*Exercise requirements:* Using the entries that follow, count the lines containing the word "floor" and give that number by itself.
*** Records for the exercise Section Begins ***
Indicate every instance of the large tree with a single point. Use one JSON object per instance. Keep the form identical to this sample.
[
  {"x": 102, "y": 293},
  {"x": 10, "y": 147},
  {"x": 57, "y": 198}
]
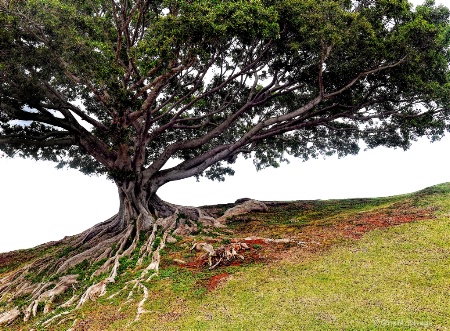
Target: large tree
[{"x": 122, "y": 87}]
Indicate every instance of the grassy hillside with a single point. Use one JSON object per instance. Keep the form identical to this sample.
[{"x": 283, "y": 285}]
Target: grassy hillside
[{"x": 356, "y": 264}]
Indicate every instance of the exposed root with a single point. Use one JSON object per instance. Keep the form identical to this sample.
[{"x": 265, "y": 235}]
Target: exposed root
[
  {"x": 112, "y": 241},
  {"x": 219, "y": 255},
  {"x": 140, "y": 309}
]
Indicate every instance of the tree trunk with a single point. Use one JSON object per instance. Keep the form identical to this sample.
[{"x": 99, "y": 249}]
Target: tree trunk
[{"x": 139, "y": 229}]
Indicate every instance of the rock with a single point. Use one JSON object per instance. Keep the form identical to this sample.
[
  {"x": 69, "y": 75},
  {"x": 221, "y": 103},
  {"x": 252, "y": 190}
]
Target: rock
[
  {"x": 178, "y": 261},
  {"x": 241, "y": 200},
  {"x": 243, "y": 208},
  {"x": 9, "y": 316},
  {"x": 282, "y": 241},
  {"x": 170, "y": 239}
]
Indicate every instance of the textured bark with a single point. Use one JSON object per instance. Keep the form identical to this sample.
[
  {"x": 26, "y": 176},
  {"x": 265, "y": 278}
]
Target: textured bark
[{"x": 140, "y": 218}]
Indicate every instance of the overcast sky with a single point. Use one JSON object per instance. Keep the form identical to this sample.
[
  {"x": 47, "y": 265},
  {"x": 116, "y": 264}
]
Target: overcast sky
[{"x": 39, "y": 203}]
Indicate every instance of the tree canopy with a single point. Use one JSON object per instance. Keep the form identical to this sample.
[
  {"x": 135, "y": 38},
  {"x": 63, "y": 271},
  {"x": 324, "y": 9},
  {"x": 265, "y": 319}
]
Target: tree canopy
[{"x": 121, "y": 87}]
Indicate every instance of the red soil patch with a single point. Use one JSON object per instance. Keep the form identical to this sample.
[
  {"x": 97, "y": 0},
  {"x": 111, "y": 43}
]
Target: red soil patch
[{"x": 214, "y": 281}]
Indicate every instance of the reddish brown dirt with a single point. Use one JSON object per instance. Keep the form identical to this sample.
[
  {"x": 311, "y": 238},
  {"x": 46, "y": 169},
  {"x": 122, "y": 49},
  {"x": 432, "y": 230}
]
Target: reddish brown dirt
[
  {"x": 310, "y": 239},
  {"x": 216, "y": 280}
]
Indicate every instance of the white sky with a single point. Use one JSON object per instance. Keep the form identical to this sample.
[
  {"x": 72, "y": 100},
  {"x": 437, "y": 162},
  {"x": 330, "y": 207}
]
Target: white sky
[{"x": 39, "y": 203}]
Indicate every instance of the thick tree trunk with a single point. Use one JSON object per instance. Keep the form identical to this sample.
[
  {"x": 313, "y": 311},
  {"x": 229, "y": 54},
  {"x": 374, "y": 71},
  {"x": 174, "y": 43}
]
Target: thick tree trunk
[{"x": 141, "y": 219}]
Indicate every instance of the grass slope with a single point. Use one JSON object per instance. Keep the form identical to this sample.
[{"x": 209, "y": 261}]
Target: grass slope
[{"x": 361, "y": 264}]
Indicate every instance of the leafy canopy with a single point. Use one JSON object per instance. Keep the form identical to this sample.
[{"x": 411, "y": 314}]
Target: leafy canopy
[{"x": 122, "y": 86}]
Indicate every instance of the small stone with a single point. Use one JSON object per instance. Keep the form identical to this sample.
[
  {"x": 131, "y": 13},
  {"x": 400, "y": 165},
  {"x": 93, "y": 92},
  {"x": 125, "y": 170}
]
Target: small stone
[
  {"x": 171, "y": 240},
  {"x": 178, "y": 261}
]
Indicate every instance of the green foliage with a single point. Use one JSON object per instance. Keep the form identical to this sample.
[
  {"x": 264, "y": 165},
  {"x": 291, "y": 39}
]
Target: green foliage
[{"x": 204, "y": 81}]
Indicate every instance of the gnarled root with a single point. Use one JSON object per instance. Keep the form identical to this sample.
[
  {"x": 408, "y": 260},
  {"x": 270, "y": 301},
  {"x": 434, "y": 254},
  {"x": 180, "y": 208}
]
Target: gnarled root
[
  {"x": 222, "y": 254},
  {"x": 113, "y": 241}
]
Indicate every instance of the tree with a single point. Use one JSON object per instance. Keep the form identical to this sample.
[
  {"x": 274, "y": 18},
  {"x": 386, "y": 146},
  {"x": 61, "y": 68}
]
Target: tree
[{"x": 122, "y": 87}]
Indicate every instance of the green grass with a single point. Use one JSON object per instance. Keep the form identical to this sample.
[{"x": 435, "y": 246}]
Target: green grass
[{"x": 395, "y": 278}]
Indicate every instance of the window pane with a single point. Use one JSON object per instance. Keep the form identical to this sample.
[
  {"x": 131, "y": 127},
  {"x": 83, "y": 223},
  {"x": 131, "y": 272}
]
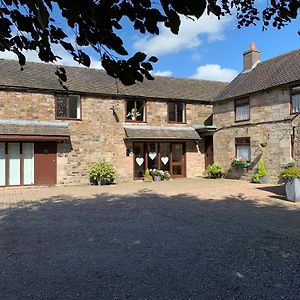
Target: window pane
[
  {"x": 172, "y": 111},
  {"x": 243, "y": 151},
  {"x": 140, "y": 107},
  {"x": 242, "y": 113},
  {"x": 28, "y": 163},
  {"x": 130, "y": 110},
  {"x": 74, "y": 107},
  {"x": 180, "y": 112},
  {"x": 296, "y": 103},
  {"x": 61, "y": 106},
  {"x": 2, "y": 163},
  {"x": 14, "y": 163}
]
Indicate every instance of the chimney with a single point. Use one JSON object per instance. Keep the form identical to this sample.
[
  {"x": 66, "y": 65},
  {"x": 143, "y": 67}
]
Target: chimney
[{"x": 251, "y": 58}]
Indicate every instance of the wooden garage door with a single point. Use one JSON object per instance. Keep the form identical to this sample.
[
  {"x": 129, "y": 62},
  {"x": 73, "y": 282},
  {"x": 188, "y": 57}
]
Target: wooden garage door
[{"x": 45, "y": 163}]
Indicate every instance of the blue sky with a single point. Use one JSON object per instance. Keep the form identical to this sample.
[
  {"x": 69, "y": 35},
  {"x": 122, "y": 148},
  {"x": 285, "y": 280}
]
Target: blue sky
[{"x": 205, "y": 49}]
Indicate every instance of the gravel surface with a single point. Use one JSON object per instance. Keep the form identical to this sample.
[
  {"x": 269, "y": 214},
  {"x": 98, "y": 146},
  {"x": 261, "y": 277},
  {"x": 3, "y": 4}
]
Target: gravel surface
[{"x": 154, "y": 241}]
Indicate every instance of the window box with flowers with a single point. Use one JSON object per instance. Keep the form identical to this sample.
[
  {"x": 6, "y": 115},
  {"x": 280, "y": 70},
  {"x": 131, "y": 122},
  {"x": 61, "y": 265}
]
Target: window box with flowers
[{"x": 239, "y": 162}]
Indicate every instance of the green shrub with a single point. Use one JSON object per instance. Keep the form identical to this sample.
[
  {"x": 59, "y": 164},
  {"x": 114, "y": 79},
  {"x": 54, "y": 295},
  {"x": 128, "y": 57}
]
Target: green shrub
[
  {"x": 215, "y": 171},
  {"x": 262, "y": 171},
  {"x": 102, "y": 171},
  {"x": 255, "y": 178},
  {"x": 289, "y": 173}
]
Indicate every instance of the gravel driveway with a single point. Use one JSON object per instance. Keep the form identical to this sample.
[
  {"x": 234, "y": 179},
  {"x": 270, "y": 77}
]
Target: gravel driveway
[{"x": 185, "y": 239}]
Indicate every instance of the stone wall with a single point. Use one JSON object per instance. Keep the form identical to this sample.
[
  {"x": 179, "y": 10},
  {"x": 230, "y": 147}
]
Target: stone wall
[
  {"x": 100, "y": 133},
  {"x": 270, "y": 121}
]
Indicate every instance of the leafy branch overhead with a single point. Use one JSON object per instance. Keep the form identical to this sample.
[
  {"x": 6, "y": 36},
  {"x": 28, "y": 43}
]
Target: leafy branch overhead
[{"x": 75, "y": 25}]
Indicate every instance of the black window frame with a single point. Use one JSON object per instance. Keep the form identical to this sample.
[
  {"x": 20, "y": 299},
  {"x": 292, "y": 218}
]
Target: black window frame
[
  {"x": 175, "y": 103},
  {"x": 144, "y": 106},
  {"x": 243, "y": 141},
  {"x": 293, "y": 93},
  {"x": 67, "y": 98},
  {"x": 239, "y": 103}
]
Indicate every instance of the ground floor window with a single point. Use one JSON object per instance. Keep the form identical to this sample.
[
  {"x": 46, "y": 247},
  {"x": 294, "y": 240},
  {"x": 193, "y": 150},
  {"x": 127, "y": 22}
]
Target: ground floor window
*** Records for the exercise Section Ends ***
*Exercise solution:* 2